> _Instructions to follow_:
Below are entries. Reproduce exactly the lines between the line holding "Can you see the hand" and the line holding "Can you see the drainpipe", inclusive, and only those.

(Image point grounding data)
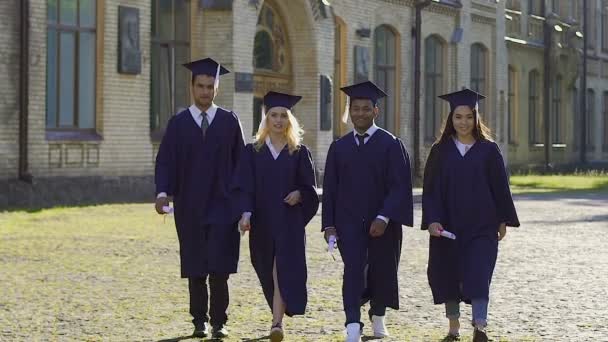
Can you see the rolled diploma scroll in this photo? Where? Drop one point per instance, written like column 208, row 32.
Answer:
column 332, row 244
column 447, row 234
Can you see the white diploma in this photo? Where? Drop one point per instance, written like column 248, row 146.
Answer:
column 448, row 235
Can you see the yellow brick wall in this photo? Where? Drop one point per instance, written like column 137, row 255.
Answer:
column 9, row 89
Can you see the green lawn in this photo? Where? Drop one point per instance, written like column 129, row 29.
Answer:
column 591, row 181
column 111, row 272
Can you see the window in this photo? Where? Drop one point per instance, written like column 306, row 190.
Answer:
column 592, row 27
column 385, row 56
column 556, row 110
column 556, row 7
column 433, row 85
column 605, row 25
column 605, row 142
column 478, row 72
column 270, row 45
column 170, row 49
column 535, row 7
column 576, row 110
column 514, row 5
column 512, row 106
column 534, row 110
column 70, row 64
column 590, row 122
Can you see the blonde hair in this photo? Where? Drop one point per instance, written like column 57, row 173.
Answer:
column 293, row 133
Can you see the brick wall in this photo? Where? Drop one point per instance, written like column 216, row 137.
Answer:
column 9, row 89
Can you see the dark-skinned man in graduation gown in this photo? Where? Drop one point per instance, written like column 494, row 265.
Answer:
column 367, row 197
column 194, row 165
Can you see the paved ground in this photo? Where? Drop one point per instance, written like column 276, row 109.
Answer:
column 111, row 273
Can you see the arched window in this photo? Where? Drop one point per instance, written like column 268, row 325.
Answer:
column 433, row 87
column 385, row 56
column 478, row 72
column 534, row 111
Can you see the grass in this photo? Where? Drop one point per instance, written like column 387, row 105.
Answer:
column 579, row 181
column 111, row 272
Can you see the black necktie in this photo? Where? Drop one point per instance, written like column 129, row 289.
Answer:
column 361, row 139
column 204, row 124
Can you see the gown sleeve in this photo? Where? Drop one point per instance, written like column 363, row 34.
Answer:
column 330, row 185
column 398, row 204
column 432, row 204
column 499, row 186
column 243, row 182
column 306, row 183
column 165, row 172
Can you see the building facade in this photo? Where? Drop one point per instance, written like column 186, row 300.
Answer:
column 83, row 116
column 545, row 49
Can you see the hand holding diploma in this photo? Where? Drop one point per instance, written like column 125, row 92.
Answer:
column 436, row 229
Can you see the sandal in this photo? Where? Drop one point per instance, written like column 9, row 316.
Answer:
column 276, row 333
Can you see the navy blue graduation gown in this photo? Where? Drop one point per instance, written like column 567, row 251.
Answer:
column 359, row 184
column 470, row 196
column 197, row 172
column 278, row 229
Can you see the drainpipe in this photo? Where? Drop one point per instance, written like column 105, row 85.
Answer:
column 417, row 34
column 24, row 174
column 548, row 35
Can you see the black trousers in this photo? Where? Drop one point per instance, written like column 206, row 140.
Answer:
column 217, row 303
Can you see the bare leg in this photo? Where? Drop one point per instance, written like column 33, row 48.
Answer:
column 278, row 305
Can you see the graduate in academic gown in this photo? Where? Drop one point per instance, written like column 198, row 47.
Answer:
column 275, row 187
column 367, row 197
column 195, row 162
column 466, row 192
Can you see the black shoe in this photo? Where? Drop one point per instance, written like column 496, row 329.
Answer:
column 479, row 336
column 201, row 330
column 219, row 332
column 451, row 338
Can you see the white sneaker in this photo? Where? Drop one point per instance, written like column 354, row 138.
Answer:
column 379, row 327
column 353, row 332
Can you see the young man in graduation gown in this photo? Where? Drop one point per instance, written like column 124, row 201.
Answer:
column 194, row 165
column 466, row 192
column 367, row 197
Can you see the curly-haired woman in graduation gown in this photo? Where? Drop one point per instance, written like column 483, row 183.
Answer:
column 275, row 187
column 466, row 192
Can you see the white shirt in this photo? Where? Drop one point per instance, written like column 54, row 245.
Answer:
column 370, row 131
column 462, row 148
column 197, row 115
column 273, row 151
column 275, row 155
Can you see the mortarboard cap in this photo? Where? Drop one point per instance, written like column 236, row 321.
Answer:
column 275, row 99
column 206, row 66
column 364, row 90
column 465, row 97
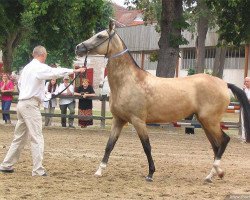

> _Response to this task_:
Can you see the hand holding diploma in this photo? Where? Drop one point per instance, written like column 125, row 92.
Answer:
column 436, row 229
Can you see the sandal in this photo? Where? Drop one point per instance, written like column 9, row 316.
Answer:
column 276, row 333
Can you see the navy blue graduation gown in this photo? Where? Drop one point per instance, written like column 567, row 251.
Answer:
column 359, row 184
column 470, row 196
column 197, row 172
column 278, row 229
Can you see the drainpipe in this photo? Where? Drop one point per instance, written like column 105, row 85.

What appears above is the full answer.